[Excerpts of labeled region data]

******

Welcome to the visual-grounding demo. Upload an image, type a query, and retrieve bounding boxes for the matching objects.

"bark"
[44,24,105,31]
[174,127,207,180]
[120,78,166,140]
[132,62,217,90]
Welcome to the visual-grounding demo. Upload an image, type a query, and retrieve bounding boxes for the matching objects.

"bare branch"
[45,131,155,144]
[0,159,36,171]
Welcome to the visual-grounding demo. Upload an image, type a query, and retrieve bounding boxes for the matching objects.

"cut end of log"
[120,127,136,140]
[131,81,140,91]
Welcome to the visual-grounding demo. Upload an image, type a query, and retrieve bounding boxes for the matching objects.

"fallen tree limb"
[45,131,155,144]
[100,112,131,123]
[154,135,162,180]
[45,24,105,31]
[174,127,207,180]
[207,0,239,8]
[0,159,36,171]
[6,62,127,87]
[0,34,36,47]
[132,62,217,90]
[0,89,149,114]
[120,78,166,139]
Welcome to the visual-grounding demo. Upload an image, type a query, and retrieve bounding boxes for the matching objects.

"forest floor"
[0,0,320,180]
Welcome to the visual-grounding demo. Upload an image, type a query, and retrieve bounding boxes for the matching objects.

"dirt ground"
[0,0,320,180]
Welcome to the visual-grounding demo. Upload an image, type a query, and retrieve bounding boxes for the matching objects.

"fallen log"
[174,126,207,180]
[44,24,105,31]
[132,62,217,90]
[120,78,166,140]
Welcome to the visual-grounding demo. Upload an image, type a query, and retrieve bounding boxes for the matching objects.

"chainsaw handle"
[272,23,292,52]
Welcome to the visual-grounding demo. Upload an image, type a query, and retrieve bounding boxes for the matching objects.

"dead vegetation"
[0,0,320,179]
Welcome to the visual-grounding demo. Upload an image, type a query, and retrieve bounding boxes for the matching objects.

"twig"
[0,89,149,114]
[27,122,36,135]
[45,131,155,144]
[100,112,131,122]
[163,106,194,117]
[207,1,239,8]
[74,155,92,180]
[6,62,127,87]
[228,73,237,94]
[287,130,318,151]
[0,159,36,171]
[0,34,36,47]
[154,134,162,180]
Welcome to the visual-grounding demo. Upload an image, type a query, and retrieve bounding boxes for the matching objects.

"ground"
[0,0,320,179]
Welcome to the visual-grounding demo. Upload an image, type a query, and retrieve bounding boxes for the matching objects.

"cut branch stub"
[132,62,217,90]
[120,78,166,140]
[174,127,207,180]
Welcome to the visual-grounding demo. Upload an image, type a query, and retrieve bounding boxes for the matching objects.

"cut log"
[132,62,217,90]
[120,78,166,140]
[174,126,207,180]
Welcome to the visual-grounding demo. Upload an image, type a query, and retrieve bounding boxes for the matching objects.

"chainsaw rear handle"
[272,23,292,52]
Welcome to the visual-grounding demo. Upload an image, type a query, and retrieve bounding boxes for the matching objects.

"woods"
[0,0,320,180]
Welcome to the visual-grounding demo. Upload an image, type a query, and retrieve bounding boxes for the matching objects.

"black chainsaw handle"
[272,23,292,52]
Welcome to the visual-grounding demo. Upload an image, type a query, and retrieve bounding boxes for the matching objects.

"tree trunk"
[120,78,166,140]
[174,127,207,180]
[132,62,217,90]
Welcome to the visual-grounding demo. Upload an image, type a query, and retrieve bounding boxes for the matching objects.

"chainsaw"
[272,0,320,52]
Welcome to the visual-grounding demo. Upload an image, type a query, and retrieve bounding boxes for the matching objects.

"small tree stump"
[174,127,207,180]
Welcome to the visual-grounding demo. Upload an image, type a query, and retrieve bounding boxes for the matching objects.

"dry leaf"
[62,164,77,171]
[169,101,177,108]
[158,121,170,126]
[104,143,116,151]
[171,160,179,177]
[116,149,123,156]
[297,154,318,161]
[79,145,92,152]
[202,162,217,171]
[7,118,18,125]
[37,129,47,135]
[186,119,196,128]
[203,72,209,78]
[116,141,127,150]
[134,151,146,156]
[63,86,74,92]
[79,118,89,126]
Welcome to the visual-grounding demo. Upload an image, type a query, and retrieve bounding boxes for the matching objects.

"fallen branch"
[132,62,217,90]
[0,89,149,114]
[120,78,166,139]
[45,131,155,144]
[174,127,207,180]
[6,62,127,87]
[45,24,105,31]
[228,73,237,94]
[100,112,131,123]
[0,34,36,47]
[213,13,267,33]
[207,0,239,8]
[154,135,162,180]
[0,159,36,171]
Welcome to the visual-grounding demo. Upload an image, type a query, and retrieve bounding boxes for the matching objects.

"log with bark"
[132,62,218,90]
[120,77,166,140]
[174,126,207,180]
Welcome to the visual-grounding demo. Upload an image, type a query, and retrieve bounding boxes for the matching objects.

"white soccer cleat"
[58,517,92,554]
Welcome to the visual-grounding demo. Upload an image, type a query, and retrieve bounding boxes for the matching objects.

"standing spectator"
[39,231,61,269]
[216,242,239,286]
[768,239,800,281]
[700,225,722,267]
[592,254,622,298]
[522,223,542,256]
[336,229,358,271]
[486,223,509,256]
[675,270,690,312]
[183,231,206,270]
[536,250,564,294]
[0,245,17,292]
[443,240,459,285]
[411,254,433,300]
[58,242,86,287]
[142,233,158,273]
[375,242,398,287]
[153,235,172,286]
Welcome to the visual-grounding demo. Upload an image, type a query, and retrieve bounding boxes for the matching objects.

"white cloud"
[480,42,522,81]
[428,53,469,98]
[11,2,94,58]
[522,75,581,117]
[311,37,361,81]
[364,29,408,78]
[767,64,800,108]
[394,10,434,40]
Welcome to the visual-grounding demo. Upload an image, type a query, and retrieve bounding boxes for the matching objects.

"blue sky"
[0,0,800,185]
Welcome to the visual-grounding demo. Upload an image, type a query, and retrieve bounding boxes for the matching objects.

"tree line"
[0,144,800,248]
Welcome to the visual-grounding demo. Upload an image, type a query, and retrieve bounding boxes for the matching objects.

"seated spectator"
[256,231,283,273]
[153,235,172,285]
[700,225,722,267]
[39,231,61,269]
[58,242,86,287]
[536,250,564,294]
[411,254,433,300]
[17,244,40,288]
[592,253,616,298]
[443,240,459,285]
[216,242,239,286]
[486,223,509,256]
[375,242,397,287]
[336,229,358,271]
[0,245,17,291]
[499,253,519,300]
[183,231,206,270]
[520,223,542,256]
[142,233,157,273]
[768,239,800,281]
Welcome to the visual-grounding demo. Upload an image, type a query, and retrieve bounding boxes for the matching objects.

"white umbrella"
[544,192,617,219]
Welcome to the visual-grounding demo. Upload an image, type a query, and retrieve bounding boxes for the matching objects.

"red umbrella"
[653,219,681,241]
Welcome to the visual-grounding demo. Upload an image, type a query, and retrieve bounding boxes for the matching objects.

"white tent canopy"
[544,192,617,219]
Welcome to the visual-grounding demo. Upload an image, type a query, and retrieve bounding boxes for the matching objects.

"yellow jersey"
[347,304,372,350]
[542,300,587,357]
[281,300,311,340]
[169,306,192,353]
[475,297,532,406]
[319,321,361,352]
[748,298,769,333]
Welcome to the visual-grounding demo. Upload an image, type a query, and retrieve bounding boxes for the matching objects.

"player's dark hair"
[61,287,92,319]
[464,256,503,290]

******

Count the lines in the rows above that contain the string "spectator", treating uppercase and lowercase as different. Give only the number.

2